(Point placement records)
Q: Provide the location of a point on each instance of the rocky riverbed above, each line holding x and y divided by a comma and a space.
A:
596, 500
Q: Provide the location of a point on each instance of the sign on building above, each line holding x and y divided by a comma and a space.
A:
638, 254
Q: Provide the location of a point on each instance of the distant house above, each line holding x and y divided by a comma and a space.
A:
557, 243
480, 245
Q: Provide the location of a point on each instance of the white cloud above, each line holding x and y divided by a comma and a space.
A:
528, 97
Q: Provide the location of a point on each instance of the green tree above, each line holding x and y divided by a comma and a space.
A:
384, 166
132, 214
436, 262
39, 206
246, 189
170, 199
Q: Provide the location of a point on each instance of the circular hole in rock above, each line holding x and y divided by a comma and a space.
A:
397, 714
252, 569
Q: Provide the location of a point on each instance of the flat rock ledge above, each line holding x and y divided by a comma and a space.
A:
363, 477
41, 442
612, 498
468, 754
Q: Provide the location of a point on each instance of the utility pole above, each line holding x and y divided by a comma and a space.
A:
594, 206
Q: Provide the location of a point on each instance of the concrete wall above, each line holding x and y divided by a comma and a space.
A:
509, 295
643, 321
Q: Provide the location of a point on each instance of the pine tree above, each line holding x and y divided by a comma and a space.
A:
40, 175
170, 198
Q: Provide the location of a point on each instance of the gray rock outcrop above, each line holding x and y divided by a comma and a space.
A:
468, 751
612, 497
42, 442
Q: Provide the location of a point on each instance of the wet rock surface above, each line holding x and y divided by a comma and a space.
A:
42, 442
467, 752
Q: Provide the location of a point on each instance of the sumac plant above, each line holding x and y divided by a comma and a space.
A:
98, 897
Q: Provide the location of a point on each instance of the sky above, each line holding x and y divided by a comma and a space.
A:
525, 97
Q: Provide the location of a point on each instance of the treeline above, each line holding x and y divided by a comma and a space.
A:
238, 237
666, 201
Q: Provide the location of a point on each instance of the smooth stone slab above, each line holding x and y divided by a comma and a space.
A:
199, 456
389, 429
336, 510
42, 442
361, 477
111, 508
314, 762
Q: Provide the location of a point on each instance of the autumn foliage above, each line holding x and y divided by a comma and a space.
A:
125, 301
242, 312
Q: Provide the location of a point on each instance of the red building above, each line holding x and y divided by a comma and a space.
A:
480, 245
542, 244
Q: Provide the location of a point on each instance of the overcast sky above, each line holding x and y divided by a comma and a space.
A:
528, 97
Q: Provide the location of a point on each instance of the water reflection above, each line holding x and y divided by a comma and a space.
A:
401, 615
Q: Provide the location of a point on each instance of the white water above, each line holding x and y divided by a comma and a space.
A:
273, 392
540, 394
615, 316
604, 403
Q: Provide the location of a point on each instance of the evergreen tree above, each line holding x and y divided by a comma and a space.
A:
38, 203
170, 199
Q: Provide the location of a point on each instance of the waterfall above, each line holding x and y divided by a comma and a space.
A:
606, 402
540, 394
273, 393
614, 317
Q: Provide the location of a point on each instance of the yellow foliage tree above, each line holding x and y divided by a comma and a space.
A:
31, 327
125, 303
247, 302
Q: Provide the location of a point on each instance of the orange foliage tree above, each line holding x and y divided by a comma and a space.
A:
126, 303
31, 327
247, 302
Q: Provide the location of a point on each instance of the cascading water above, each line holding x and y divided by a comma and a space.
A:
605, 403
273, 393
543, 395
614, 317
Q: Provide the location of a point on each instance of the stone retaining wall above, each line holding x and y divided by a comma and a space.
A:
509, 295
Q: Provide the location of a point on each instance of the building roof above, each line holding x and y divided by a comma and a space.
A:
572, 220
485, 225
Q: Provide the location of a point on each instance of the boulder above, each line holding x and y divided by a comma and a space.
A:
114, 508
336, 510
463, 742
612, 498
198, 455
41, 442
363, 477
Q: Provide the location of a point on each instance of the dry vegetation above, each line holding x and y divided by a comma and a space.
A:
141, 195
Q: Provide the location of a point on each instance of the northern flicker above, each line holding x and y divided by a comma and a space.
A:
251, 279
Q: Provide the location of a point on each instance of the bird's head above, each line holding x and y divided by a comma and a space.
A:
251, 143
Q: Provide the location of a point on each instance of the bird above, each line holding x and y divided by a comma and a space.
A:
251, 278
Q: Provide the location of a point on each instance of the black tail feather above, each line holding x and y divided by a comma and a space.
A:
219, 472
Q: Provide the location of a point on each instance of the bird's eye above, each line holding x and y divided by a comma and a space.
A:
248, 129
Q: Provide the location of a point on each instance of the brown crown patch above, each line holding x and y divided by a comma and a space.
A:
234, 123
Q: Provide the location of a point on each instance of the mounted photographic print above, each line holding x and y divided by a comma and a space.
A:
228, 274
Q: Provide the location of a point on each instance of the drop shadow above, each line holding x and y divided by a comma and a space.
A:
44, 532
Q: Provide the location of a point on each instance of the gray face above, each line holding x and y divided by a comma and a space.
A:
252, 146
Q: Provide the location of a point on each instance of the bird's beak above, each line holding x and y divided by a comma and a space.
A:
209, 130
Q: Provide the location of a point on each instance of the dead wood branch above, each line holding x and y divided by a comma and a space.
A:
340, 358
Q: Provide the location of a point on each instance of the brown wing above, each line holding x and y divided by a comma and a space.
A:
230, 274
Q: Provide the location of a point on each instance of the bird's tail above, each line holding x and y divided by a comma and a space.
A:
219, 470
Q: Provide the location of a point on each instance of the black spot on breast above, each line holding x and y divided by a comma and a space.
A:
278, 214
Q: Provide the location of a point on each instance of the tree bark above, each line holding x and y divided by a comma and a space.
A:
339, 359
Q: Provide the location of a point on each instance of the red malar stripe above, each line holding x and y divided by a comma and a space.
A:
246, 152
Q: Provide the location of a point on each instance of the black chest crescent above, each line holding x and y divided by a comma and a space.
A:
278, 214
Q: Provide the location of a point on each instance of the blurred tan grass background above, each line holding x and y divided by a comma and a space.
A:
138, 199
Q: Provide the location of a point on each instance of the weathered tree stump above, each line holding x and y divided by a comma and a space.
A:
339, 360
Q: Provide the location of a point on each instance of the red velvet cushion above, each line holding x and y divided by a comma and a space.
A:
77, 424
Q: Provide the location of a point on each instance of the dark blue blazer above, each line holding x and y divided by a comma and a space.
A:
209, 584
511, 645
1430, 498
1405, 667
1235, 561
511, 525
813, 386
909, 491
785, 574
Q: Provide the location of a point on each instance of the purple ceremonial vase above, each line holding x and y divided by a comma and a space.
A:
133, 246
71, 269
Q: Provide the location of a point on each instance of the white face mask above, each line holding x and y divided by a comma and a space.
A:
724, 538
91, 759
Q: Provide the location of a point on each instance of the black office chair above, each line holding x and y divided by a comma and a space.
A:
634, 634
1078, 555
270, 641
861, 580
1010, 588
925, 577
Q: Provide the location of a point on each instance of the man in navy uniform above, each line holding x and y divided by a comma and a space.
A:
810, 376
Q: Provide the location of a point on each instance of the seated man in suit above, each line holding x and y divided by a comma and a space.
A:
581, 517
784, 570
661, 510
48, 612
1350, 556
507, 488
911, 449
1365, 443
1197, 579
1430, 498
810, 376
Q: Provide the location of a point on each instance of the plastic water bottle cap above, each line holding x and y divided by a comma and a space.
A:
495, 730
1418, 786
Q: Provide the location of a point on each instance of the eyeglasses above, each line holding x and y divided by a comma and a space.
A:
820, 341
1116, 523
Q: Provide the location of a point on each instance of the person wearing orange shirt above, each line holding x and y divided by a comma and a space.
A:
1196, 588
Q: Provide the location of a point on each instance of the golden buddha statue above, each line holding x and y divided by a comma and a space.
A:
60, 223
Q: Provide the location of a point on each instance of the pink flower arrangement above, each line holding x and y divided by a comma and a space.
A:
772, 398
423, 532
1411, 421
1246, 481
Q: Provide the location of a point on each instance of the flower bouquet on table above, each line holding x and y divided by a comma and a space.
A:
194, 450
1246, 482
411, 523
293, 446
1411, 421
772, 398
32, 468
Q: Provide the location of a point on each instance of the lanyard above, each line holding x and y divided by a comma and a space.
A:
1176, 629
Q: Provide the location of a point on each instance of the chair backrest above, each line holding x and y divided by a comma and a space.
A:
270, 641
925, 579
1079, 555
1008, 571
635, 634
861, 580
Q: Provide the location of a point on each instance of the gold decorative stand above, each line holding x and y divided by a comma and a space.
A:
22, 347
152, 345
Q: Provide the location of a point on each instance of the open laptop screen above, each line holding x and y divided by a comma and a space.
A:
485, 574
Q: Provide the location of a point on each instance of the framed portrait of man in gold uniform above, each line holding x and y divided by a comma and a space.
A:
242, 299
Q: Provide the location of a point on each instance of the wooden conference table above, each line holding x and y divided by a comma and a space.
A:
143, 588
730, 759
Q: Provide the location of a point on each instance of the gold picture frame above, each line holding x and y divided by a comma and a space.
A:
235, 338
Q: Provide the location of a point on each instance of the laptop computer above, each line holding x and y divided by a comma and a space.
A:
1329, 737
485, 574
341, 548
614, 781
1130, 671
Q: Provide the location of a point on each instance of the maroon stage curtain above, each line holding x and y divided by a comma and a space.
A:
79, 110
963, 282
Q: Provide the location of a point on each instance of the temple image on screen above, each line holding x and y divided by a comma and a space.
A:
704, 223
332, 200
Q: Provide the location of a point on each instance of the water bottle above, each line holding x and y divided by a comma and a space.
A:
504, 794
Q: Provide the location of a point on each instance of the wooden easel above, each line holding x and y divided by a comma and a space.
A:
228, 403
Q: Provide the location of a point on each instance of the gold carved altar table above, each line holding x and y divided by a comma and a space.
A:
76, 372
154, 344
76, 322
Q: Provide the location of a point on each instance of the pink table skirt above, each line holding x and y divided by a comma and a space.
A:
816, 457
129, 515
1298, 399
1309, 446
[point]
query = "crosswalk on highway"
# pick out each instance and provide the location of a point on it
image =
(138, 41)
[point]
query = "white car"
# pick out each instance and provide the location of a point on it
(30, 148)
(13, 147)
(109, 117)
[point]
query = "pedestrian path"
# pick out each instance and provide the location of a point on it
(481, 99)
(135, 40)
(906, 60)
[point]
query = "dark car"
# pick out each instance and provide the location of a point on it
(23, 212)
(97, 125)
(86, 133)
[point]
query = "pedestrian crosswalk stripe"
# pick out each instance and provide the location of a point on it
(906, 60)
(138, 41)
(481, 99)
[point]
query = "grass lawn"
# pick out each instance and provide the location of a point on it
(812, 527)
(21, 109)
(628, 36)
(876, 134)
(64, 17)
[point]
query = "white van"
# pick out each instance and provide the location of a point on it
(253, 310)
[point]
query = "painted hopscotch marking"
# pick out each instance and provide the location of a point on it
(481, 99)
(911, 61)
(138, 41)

- _STATED TASK_:
Extract, exactly, the lines above that begin at the line containing "the wooden easel" and end at the final line of the records; add no other text.

- _TASK ANSWER_:
Q: Provide the location of a point on each instance of the wooden easel above, each line holding x and y divided by a comma and a space.
A:
228, 403
Q: Provide the location of a point on each instance of the gold carved altar table above, each line holding x and y divided by a comma and a space.
A:
76, 372
154, 344
76, 322
Q: Provide the location of a point on each instance of the pink table skirt above, each line holding x and y divided by a comma and a space.
A:
816, 457
129, 515
1298, 399
1309, 446
[point]
query = "crosswalk on highway"
# pick out each instance and provide the location of a point on it
image =
(138, 41)
[point]
query = "white car"
# pick out each instance and provide the location of a point on it
(30, 148)
(13, 147)
(109, 117)
[point]
query = "pedestrian path"
# pick out each instance and provide the location of a point on it
(481, 99)
(135, 40)
(906, 60)
[point]
query = "dark car"
# pick out each instance and provide the location of a point on it
(23, 212)
(97, 125)
(86, 133)
[point]
query = "pedestrian crosswalk stripe"
# pick out each instance and provide the location of a point on it
(906, 60)
(138, 41)
(481, 99)
[point]
query = "grass lawn"
# pick out each instance and provide the location of a point on it
(812, 527)
(21, 109)
(628, 36)
(876, 134)
(64, 17)
[point]
query = "white van"
# pick out each instance and provide the location of a point on it
(253, 310)
[point]
query = "painted hopscotch marking"
# pick out each instance and provide the location of a point on it
(481, 99)
(911, 61)
(138, 41)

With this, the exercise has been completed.